Excerpt provided »
· · · ·

Any thing in the grist that would provide a lot of non-fermentables?
 
For the record, as far as the Fuller's yeast goes (WLP002), fermenting cool (at the end, at least) does not seem to encourage the yeast to drop out early. At least it didn't for my current batch. I dropped the temp from 68 to 64 over the course of just a few hours on day 3, when the beer was chugging away like a freight train--and it kept right on chugging for a day, then slowed gradually over a day and a half to almost nothing.

Then I took a reading. From 1.054 to 1.018. One day later at 64 (with no noticeable activity) and it was down to 1.015 (72% attenuation) and tasting fantastic, with no more oily or fatty notes, but still a bit "green". One more day (Day 6, today) and still at 1.015, but a bit cleaner. Honestly I think maybe a lot cleaner (my palette is still kind of new at this) and I might have crashed this morning. But you would really have to be on top of your process to cold crash at a certain targeted gravity +/- less than a day's time.

72% is what I have gotten in the past fermenting at 67-68 for 2 weeks with WLP002 for a beer mashed around 150--so I say the yeast did their best regardless of temperature. I don't really aerate except for a minute or two of shaking the fermenter while siphoning the cooled wort, but I did pitch a good-sized starter per Mr. Malty, AND I dropped the temp while things were still going strong.

Crashing now. The jury's still out on what this routine does for the taste of the finished product, but I think this batch will be the closest I've come to the English taste I've been chasing. We'll see in three weeks or so. In the mean time I think I might brew the same thing again, but with less hops and a pound of caramelized raw sugar.

Good thread, King Brian!
 
I experienced the same thing a lot of you guys are experiencing: beer is awesome out of the primary, even more awesome after a week of bottle conditionning, but it has now lost its magnificient aroma and palate after only 20 days in the bottle. The malt, toffee, honey notes are gone leaving the beer feeling lifeless. It's still good, but it's lacking.

I fermented the beer with 1275 at 64F for three weeks (life got in the way of bottling). I used gelatin to clear as always. Since I don't have a dedicated fridge to put my fermenters into, I cannot realistically crash cool for 3-4 days when final attenuation is reached... I'm thinking I could probably put all my bombers in the fridge once the beer has carbed though and try to bottle at 14-16 days.

· · · ·

Collected data:
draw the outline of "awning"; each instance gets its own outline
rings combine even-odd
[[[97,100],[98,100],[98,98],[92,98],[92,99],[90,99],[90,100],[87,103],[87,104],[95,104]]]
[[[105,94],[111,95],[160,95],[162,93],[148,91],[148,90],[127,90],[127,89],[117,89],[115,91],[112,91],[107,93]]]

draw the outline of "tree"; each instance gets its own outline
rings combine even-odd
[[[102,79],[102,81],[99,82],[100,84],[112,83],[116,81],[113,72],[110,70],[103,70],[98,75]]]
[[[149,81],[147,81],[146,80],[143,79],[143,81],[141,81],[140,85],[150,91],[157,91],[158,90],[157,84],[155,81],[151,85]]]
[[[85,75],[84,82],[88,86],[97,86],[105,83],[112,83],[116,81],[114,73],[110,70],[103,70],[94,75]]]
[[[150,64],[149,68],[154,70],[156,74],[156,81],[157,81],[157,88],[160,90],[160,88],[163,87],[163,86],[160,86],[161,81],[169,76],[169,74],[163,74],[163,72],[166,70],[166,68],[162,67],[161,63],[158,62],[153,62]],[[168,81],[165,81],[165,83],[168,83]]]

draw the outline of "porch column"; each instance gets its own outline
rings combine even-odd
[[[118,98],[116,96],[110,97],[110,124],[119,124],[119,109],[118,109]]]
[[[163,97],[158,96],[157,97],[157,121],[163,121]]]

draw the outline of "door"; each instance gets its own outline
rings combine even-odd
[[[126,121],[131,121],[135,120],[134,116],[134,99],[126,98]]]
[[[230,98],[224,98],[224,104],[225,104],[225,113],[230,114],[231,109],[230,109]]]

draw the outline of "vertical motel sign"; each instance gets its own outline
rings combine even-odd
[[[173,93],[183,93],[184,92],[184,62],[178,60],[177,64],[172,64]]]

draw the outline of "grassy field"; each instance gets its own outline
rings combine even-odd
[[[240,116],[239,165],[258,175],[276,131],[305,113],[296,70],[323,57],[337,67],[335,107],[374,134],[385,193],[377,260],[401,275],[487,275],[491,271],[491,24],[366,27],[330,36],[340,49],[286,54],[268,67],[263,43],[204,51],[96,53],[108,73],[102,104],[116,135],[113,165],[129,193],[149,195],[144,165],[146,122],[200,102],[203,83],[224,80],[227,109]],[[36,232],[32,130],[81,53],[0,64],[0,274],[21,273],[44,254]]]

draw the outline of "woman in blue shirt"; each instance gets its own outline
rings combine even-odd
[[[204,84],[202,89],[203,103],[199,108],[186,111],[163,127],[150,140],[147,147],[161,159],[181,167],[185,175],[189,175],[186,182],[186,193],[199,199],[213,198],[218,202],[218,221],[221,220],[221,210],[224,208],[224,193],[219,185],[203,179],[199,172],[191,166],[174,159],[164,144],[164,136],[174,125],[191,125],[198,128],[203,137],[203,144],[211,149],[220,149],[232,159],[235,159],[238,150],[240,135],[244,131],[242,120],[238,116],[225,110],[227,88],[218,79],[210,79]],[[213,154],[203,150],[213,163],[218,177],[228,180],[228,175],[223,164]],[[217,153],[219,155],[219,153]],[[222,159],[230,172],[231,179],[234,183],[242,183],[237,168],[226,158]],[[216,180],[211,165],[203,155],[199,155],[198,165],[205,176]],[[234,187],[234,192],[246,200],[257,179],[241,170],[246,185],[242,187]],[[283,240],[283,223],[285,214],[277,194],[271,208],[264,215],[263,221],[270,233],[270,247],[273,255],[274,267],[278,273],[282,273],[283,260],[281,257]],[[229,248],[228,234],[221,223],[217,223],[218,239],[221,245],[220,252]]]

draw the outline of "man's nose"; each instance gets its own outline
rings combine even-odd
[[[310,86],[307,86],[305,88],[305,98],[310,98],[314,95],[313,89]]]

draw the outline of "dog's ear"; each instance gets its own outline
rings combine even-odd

· · · ·

Problem set »
(a) Answer these questions using the homebrewing excerpt, with each answer on its own line:
(i) On day 3, the WLP002 batch's temperature was dropped from what to what?
(ii) What gravity reading and attenuation percentage did that batch reach?
(iii) After how many days in the bottle had the second brewer's beer lost its aroma and palate?
(b) Decide whether each statement agrees with the homebrewing excerpt. Give yes or no, and quote the words that decide it.
(i) The first brewer aerates the wort thoroughly before pitching.
(ii) The second brewer used gelatin to clear the beer.
(iii) The second brewer has a dedicated fridge for the fermenters.

Exercise answers »
(a)
(i) From 68 to 64.
(ii) 1.015, at 72% attenuation.
(iii) 20 days.

(b)
(i) No: "I don't really aerate except for a minute or two of shaking the fermenter while siphoning the cooled wort"
(ii) Yes: "I used gelatin to clear as always."
(iii) No: "Since I don't have a dedicated fridge to put my fermenters into"